→ **Excerpted passage**

※

Here's the relevant part about protein:

"Eat enough protein. The old thinking was that protein leached calcium from bones. Newer research suggests that this isn't true-and as long as your calcium intake is sufficient, protein is good for your bones. Include at least 3 servings a day of legumes (cooked dried beans, peanuts, or soyfoods) in your diet. Nuts, whole grains and vegetables also provide protein. Soy products like tofu, tempeh and fortified soymilk do double duty in this regard since they provide both calcium and protein."
 

·
Registered
Joined
·
3,456 Posts
But doesn't high amounts of animal protein leech calcium from your bones? To counter balance the acidity?
 

·
Registered
Joined
·
7,245 Posts
That's the difference. Plant protein doesn't have the same effect in general, because it is not accompanied by the same volume of acid forming minerals.

I'd have doubts about anyone who attempts to debunk the China Cornell Oxford Project though. It studied 6500 families in 65 counties in China over the course of at least a decade. No study like it has ever been made, nor will another ever be able to be made. This wasn't set up in a lab. This was a survey of real life habits of thousands of people. And it wasn't designed by vegans with any sort of agenda. These are Oxford and Cornell professors.

※

→ **Tasks and exercises**
1. In the forum discussion about protein and bone health, how many families did the China Cornell Oxford Project study?
2. Carry on the forum discussion about protein and bone health from its last sentence.

※

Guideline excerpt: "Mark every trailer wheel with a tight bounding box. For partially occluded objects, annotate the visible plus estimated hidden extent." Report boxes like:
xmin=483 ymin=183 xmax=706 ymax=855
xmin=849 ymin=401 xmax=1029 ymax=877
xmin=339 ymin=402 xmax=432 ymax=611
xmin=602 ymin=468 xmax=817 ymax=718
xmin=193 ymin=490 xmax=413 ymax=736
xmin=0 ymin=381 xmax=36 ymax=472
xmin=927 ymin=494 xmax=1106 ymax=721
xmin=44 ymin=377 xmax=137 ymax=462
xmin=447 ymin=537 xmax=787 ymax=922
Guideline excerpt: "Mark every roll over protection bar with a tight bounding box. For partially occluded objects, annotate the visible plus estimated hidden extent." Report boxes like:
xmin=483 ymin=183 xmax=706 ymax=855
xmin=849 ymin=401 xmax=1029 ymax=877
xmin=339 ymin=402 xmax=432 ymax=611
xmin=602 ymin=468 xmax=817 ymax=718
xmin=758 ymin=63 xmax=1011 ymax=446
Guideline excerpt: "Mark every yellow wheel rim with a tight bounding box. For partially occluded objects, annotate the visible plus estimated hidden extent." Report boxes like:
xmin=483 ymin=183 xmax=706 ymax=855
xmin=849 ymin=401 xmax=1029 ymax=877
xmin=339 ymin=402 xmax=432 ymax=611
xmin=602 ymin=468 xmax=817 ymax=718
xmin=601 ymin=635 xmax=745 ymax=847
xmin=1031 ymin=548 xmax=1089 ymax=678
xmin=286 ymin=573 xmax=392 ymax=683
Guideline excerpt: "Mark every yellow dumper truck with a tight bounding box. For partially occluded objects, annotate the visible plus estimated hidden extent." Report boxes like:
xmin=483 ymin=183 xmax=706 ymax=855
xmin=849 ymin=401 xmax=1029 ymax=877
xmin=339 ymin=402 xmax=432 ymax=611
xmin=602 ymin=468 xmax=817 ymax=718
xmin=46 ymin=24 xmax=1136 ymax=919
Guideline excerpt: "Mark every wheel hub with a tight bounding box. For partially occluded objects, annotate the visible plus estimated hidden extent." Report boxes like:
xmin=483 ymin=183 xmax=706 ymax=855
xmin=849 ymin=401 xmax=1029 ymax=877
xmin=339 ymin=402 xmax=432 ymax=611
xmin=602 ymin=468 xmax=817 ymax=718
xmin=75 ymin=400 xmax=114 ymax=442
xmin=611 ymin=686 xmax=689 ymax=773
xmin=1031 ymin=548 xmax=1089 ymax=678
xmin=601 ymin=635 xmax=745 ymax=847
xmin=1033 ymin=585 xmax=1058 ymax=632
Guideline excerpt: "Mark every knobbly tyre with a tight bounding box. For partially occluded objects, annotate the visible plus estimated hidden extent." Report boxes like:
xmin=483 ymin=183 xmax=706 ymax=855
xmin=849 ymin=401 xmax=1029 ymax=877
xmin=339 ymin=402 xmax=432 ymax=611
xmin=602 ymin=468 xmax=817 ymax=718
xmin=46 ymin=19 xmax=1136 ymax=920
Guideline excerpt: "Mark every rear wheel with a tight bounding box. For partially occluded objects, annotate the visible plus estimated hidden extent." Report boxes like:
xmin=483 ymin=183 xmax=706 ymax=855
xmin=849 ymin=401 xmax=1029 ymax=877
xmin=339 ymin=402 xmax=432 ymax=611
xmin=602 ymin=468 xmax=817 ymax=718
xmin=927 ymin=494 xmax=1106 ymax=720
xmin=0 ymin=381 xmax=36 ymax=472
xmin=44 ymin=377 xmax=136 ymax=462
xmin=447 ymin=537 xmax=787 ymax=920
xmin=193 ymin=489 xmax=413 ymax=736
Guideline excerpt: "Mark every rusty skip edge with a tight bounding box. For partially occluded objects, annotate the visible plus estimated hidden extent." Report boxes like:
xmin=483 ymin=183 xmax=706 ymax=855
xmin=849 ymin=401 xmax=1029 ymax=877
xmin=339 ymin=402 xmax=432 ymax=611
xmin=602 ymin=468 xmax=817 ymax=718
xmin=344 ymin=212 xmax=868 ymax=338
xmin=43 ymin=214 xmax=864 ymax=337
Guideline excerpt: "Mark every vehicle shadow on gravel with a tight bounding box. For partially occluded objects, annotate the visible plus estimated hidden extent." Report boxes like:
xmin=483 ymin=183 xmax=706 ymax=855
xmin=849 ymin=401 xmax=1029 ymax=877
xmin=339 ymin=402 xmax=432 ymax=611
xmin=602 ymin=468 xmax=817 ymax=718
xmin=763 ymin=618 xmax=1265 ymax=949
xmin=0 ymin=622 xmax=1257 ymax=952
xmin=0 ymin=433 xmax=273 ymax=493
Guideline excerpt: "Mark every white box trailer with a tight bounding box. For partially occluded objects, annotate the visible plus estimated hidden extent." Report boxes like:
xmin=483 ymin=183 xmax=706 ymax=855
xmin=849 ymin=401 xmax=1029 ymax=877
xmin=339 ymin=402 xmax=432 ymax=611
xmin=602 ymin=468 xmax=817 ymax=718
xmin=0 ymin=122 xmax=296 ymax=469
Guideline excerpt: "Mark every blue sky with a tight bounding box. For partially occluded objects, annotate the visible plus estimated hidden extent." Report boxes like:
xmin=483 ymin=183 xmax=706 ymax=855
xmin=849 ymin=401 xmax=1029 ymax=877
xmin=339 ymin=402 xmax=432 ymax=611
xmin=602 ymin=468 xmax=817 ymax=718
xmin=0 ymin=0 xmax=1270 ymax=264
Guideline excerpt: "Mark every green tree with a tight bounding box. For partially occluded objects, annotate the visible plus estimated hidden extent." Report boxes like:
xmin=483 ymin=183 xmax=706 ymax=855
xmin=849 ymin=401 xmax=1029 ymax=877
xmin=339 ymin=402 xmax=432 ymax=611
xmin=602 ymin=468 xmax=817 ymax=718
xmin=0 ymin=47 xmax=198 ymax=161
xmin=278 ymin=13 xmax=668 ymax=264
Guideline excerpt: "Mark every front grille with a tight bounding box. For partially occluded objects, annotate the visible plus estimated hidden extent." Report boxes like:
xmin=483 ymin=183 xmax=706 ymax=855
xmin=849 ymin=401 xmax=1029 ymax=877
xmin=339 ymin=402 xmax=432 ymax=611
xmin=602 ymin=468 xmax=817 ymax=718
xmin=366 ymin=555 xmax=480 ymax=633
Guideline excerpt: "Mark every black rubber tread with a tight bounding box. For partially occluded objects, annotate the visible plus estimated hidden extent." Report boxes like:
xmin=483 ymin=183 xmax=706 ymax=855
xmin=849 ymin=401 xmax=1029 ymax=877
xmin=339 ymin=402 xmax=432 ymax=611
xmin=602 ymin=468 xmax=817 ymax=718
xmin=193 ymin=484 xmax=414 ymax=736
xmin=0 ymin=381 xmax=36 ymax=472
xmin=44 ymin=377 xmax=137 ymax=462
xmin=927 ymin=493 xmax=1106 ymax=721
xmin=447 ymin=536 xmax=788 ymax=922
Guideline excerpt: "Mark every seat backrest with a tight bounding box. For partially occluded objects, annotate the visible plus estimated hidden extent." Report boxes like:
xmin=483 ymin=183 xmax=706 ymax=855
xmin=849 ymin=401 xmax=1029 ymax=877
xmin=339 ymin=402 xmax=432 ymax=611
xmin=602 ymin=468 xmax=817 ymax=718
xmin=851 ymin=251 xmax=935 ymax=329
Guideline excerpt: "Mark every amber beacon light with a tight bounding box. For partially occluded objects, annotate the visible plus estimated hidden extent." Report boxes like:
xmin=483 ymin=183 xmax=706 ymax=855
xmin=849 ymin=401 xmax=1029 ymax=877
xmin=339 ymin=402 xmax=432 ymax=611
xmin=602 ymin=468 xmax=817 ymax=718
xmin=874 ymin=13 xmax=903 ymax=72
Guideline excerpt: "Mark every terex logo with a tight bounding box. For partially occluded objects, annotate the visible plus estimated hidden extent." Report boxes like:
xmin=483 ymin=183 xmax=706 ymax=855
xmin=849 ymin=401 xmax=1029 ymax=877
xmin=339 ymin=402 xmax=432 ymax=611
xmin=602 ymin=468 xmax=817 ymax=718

※

→ **Solved tasks**
1. 6500 families in 65 counties in China.

2.
 

·
Registered
Joined
·
3,897 Posts
It's probably not appropriate to say that the China Study is 'wrong' any more than it is to say that the Atkins diet is 'wrong'. These are both books that at least in part have some merit, but cannot be relied upon exclusively as the beginning and end of nutritional wisdom. The truth is always somewhere in between.
 

·
Banned
Joined
·
3,056 Posts
Quote:
Originally Posted by Digger View Post

It's probably not appropriate to say that the China Study is 'wrong' any more than it is to say that the Atkins diet is 'wrong'. These are both books that at least in part have some merit, but cannot be relied upon exclusively as the beginning and end of nutritional wisdom. The truth is always somewhere in between.
why does the truth need to be somewhere in between? the atkins diet is an abomination for your health. yes, if you're grossly overweight and you lose weight putting yourself in ketoacidosis, it may be "better", but very marginally. that doesn't mean there is a grain of truth in it (pun intended) as far as being optimal for health.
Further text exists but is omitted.